Segment Start: RECORDS

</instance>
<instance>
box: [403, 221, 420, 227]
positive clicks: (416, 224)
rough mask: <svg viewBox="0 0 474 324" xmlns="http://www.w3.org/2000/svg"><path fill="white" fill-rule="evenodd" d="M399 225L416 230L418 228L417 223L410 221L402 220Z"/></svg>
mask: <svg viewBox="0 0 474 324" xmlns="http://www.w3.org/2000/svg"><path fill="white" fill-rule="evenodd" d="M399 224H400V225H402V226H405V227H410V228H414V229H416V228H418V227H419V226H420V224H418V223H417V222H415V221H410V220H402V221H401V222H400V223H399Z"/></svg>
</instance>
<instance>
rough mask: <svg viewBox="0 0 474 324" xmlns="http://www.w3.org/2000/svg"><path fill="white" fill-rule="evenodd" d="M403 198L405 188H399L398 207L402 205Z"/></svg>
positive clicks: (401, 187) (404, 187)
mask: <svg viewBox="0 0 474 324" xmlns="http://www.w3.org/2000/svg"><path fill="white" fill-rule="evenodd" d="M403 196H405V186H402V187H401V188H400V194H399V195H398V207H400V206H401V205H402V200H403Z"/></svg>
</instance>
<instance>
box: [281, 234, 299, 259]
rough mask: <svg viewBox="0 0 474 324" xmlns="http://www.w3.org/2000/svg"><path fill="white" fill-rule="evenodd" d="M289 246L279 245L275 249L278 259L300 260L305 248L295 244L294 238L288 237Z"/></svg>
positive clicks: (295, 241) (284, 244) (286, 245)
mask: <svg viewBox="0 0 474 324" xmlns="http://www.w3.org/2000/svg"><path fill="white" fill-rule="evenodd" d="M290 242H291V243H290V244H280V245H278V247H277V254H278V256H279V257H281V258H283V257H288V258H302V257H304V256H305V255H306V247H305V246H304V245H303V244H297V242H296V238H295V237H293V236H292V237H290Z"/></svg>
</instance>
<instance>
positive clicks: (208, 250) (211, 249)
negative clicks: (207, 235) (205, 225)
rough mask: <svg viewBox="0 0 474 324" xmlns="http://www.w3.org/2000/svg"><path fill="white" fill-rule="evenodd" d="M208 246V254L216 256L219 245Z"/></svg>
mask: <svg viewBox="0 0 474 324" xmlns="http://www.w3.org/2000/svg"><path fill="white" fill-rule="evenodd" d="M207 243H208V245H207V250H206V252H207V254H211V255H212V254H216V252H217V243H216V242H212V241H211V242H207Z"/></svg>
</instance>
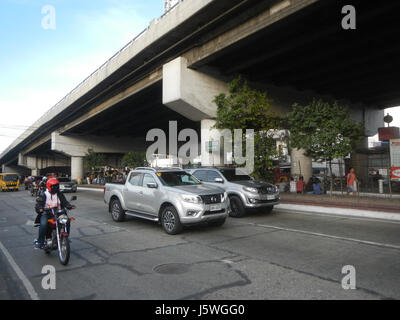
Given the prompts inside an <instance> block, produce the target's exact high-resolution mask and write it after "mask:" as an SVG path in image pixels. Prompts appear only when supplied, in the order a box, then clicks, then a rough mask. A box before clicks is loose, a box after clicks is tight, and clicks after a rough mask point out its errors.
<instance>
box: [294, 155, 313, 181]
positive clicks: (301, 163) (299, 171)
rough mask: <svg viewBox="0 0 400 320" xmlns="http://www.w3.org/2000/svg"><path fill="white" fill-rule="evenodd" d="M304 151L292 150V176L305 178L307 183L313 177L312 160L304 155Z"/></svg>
mask: <svg viewBox="0 0 400 320" xmlns="http://www.w3.org/2000/svg"><path fill="white" fill-rule="evenodd" d="M304 153H305V151H304V150H302V149H292V153H291V156H290V158H291V174H292V176H297V177H299V176H303V177H304V181H305V182H306V183H307V182H308V180H309V179H310V178H311V176H312V159H311V158H310V157H307V156H305V155H304Z"/></svg>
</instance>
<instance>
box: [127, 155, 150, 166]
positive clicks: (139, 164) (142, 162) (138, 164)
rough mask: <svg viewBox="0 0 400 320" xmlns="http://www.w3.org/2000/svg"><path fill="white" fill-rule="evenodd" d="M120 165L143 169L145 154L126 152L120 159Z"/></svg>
mask: <svg viewBox="0 0 400 320" xmlns="http://www.w3.org/2000/svg"><path fill="white" fill-rule="evenodd" d="M122 165H123V166H124V167H131V168H137V167H143V166H146V165H147V161H146V153H145V152H128V153H127V154H125V155H124V157H123V158H122Z"/></svg>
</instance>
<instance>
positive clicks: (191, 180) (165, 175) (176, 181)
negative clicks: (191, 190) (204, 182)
mask: <svg viewBox="0 0 400 320" xmlns="http://www.w3.org/2000/svg"><path fill="white" fill-rule="evenodd" d="M157 176H158V177H159V178H160V180H161V182H162V183H163V184H164V185H166V186H169V187H178V186H188V185H199V184H201V182H200V181H199V180H197V179H196V178H195V177H193V176H192V175H190V174H188V173H186V172H159V173H157Z"/></svg>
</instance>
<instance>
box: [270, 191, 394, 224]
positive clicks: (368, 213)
mask: <svg viewBox="0 0 400 320" xmlns="http://www.w3.org/2000/svg"><path fill="white" fill-rule="evenodd" d="M281 203H282V204H281V205H280V206H277V207H276V208H277V209H283V210H291V211H302V212H314V213H326V214H338V215H348V216H358V217H368V218H377V219H387V220H396V221H400V199H382V198H365V197H356V196H353V197H352V196H338V195H334V196H332V197H331V196H329V195H320V196H317V195H308V194H305V195H299V194H292V193H282V194H281Z"/></svg>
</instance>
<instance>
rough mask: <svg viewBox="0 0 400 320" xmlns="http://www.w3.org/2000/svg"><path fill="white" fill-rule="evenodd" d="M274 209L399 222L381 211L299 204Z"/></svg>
mask: <svg viewBox="0 0 400 320" xmlns="http://www.w3.org/2000/svg"><path fill="white" fill-rule="evenodd" d="M275 208H276V209H279V210H288V211H305V212H313V213H325V214H334V215H341V216H353V217H362V218H375V219H382V220H386V219H387V220H392V221H400V214H399V213H391V212H382V211H369V210H360V209H350V208H335V207H320V206H308V205H299V204H285V203H282V204H279V205H277V206H275Z"/></svg>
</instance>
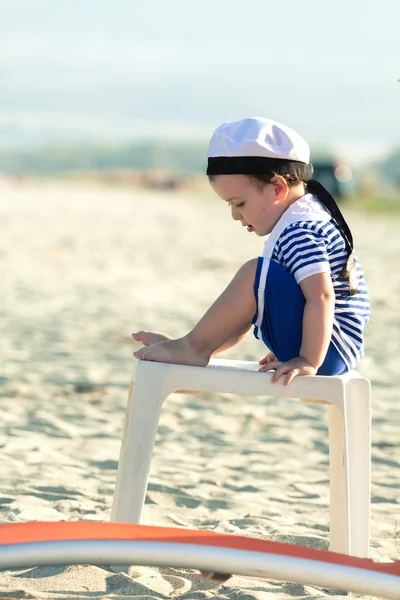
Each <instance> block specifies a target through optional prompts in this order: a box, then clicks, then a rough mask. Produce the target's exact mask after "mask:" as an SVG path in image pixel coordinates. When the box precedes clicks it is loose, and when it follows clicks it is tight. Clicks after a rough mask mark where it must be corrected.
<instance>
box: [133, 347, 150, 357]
mask: <svg viewBox="0 0 400 600" xmlns="http://www.w3.org/2000/svg"><path fill="white" fill-rule="evenodd" d="M147 354H148V351H147V348H140V350H136V352H134V353H133V356H134V357H135V358H138V359H139V360H146V355H147Z"/></svg>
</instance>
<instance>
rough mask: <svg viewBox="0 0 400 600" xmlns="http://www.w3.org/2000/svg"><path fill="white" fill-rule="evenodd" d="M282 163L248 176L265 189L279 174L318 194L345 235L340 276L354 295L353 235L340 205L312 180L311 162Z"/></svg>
mask: <svg viewBox="0 0 400 600" xmlns="http://www.w3.org/2000/svg"><path fill="white" fill-rule="evenodd" d="M280 163H281V164H277V165H275V166H274V169H271V171H267V172H266V173H261V174H251V175H247V177H248V178H249V179H250V181H251V183H252V184H253V185H254V186H255V187H256V188H257V189H258V190H259V191H261V190H262V189H263V187H264V185H265V184H266V183H270V182H271V181H272V179H273V178H274V177H276V176H277V175H279V176H280V177H283V178H284V179H285V181H287V183H288V186H289V187H293V186H295V185H297V184H299V183H303V184H304V185H305V187H306V190H307V191H309V192H310V193H312V194H315V195H316V196H317V198H318V199H319V200H320V201H321V202H322V203H323V204H324V205H325V207H326V208H327V209H328V210H329V212H330V213H331V215H332V218H333V219H334V220H335V222H336V223H337V224H338V225H339V228H340V230H341V232H342V235H343V237H344V241H345V245H346V251H347V261H346V262H345V264H344V265H343V268H342V270H341V273H340V277H343V278H344V279H346V280H347V281H348V282H349V295H350V296H353V295H354V294H356V293H357V291H358V283H357V269H356V264H355V260H354V253H353V236H352V234H351V231H350V229H349V226H348V225H347V223H346V221H345V220H344V218H343V215H342V213H341V212H340V210H339V207H338V206H337V204H336V202H335V201H334V199H333V198H332V197H331V196H330V194H329V193H328V192H327V191H326V190H325V189H324V188H323V187H322V186H321V185H320V184H319V183H318V182H316V181H311V179H312V176H313V174H314V168H313V166H312V164H311V163H309V164H305V163H300V162H297V161H291V160H282V161H280ZM217 177H218V175H209V176H208V178H209V180H210V182H213V181H215V180H216V178H217Z"/></svg>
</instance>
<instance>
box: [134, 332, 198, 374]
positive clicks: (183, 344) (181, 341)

Segment End: RECORDS

**ACTIVITY**
In the entries above, find each line with the word "exact" and copy it.

**WRITTEN SOLUTION**
Given the prompts inside an <instance> block, produce the target's exact high-resolution mask and write it after "mask:" as an SVG path in image pixels. Prompts appear only when supplied, in the order a box, then clicks, then a rough mask. A box before clicks is loose, a box after clicks is tight, and clicks after a rough mask point out its errors.
Each <instance> block specifies a target through optional prompts in this order: a box, then clicks, then a rough mask. Produce the target's exact mask after "mask:" as an SVG path in image pixel coordinates. When the box precedes clicks it is loose, and when it follows clicks it is tight. Clicks after a rough mask mark where it must be corrected.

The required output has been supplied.